■ What to do
1 > List the authors of the study cited in the post on outpatient diagnostic errors.
2 > In the post on outpatient diagnostic errors, what rate of outpatient diagnostic errors does the study conclude?
3 > Extend the post on outpatient diagnostic errors past its final sentence.

■ Text shown
#####
Posted by Sten Westgard, MS
Diagnostic errors are one of the "new" hot topics in the healthcare field. A new study from British Medical Journal of Quality and Safety has a chilling estimate of just how common diagnostic errors are occurring in outpatient settings.
So what's your guess? How often in the US are diagnostic errors being made in outpatient settings?
- about 1 in 5 visits
- about 1 in 10 visits
- about 1 in 20 visits
- about 1 in 50 visits
- about 1 in 100 visits
The study's conclusion, after the jump...
The frequency of diagnostic errors in outpatient care: estimations from three large observational studies involving US adult populations, Hardeep Singh, Ashley N D Meyer, Eric J Thomas, BMJ Qual Saf 2014;23:727-731.
The study concludes that the rate of outpatient diagnostic errors is 5.08%, about 1 in 20 visits, which, extended to the US patient population, means that approximately 12 million US adults are impacted by diagnostic errors every year.
#####
■ Recorded information
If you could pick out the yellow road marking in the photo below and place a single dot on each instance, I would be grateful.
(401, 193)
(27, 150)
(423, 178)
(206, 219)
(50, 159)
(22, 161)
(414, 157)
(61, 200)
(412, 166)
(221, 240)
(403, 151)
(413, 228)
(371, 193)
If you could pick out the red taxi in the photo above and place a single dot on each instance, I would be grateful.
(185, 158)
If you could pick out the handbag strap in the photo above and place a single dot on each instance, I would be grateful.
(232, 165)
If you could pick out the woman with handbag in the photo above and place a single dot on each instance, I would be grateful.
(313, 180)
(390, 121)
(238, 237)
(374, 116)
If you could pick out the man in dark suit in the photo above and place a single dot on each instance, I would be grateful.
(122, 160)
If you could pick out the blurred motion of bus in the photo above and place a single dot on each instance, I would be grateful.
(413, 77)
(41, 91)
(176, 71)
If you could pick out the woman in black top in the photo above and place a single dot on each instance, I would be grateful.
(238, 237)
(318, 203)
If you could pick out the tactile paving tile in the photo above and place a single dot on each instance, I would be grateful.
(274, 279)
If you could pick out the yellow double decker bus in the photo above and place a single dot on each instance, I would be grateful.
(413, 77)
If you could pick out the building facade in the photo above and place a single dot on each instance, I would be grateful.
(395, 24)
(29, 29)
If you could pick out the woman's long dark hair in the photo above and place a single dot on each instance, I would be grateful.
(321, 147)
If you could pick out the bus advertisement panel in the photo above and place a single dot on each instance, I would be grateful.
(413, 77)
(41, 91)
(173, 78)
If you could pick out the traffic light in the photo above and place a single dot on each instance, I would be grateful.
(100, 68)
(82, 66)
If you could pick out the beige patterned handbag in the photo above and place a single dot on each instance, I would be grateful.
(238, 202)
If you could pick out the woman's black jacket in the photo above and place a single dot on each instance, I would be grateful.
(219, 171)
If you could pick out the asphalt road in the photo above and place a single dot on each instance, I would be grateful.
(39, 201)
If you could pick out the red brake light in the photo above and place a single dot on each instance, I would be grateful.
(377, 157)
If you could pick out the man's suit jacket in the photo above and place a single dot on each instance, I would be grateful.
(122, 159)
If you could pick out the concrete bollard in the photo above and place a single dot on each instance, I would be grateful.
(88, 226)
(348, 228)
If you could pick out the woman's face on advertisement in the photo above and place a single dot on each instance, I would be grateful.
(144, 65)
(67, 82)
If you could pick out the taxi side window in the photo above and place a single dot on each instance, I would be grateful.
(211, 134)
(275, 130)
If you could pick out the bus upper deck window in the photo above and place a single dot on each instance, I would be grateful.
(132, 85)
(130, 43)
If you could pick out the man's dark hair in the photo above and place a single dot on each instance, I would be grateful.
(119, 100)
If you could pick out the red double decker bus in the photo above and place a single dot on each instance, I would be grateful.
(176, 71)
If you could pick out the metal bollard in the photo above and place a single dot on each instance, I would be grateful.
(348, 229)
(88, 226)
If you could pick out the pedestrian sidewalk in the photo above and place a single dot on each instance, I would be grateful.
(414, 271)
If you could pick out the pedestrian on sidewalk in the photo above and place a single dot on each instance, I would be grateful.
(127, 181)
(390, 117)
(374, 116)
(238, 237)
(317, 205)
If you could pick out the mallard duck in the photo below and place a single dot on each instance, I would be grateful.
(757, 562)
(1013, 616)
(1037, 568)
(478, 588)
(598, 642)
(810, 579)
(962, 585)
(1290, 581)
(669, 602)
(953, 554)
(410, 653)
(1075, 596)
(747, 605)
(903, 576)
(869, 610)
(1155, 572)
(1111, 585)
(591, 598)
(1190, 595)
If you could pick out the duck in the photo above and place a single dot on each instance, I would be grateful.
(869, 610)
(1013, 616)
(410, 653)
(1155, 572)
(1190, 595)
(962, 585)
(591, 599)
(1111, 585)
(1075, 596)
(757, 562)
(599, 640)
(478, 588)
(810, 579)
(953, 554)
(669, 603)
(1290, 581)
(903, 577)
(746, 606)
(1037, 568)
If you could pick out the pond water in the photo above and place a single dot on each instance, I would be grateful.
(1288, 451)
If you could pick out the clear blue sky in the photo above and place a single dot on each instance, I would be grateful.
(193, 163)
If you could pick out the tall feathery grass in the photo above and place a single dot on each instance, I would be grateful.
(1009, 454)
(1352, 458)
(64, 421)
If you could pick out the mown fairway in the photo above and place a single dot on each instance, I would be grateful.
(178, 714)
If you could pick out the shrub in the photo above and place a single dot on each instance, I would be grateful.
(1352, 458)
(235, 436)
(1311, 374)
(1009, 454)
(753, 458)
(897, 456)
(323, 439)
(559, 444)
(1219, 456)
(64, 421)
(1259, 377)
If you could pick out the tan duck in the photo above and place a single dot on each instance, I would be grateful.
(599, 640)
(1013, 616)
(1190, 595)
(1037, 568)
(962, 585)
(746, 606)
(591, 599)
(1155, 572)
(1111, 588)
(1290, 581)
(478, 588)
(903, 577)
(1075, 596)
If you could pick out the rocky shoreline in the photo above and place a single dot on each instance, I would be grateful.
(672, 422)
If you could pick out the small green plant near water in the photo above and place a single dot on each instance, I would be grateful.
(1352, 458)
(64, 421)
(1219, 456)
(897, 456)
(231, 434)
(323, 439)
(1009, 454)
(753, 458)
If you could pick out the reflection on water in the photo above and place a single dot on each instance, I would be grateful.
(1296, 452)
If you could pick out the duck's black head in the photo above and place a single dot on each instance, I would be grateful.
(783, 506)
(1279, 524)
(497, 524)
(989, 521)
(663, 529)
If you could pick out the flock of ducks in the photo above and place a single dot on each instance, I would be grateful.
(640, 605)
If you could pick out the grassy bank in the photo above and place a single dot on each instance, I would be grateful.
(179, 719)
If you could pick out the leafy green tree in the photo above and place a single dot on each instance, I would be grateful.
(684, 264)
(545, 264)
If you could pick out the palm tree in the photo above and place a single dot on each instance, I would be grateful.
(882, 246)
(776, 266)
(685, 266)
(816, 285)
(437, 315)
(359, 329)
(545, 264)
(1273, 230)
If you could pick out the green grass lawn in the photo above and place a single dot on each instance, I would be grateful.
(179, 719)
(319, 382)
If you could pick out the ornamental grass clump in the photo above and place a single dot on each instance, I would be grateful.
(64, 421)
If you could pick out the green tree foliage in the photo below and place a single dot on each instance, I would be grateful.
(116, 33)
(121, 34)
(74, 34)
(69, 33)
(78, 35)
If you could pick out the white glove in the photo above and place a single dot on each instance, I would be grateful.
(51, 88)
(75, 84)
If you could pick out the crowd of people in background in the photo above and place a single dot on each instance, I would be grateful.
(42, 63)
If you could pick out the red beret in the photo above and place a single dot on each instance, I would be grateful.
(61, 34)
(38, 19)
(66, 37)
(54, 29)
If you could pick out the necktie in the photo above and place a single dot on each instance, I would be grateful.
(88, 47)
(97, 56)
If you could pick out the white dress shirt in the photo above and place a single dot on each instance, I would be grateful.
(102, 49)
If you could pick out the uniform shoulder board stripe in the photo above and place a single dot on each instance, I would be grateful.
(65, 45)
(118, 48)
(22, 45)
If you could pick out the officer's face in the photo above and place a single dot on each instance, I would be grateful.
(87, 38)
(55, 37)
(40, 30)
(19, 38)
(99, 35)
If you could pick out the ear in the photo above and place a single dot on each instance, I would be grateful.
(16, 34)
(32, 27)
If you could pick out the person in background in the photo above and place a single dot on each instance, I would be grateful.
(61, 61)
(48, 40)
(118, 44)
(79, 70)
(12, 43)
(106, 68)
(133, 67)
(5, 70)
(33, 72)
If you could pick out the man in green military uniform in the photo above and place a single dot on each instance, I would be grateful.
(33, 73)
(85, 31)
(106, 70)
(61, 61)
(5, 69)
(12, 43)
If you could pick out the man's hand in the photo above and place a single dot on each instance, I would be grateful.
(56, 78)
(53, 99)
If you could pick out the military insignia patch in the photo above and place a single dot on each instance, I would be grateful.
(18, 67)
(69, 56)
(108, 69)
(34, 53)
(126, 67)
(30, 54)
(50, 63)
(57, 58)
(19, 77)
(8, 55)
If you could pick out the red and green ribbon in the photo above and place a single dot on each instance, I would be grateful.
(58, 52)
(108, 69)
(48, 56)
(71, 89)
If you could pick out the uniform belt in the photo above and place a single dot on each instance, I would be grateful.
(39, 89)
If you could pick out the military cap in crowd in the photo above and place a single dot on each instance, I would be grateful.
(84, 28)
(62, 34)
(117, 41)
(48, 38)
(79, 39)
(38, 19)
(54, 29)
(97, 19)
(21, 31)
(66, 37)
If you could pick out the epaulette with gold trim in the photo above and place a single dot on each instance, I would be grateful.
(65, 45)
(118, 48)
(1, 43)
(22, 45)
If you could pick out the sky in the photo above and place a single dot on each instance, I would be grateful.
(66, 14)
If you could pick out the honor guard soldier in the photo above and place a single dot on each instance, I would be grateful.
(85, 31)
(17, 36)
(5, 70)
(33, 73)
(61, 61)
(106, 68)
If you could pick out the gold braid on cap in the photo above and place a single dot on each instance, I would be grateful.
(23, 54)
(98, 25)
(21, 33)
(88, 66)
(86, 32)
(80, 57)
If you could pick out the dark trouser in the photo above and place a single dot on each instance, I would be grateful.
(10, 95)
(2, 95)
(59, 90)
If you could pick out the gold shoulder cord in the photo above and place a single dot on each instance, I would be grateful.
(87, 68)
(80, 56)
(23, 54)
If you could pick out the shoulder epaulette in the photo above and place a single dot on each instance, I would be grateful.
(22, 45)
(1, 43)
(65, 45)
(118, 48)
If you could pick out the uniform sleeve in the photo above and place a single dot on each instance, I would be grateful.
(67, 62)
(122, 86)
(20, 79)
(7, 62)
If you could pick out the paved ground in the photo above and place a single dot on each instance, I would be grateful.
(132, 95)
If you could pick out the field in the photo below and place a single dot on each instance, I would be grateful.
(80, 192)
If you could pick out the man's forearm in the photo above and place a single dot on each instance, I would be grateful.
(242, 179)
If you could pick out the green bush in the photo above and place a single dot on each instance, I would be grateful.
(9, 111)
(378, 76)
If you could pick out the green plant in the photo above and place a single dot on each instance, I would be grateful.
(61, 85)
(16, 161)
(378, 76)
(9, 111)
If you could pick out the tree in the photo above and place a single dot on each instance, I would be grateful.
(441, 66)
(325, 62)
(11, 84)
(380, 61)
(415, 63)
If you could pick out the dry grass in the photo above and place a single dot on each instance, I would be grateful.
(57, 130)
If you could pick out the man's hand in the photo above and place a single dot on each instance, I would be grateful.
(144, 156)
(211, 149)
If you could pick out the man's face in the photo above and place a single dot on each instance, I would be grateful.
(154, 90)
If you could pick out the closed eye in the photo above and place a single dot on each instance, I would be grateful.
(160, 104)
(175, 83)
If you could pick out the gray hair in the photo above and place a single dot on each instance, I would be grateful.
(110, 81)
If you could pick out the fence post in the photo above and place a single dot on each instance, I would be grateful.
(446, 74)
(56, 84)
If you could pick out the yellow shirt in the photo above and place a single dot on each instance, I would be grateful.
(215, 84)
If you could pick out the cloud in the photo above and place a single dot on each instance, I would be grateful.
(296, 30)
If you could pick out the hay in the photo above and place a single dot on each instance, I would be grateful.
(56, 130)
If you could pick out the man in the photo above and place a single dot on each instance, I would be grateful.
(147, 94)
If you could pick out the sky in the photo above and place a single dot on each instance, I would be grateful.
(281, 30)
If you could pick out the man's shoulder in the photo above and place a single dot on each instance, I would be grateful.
#####
■ Answers in order
1 > Hardeep Singh, Ashley N D Meyer, Eric J Thomas

2 > 5.08%, about 1 in 20 visits.

3 >
For those of you keeping Sigma scores at home, that's a 3.2 Sigma process. Airlines handle your luggage better than your doctor makes your outpatient diagnosis.
Drilling down, the estimate is derived from three different studies, first and second by looking at colorectal and lung cancers, including follow-up (or lack thereof) of abnormal clinical findings, and finally by looking at unplanned hospital visits or unexpected return visits after an initial primary care visit. Within each segment of the study, the diagnosis error rates are pretty divergent:
- there were 26 errors out of 291,773 patients seen for colorectal cancer, or 5.3 Sigma
- there were 127 errors out of 587 lung cancer cases, or 2.3 Sigma
- in the patient record study, 5,126 errors were found in 81,483 patients, or 5.06%, or 3.2 Sigma
I suppose this puts the overall estimate (again that's 5.08%) into context. The usual patient visit should experience about 3.2 Sigma, but if they have some more serious condition, the diagnosis error rate will change. For those undergoing colorectal screening, the news is better. For those with lung cancer, this is bad news piling on top of bad news. Lung cancer is a deadly disease - and it appears clinicians are pretty bad at making the correct diagnosis.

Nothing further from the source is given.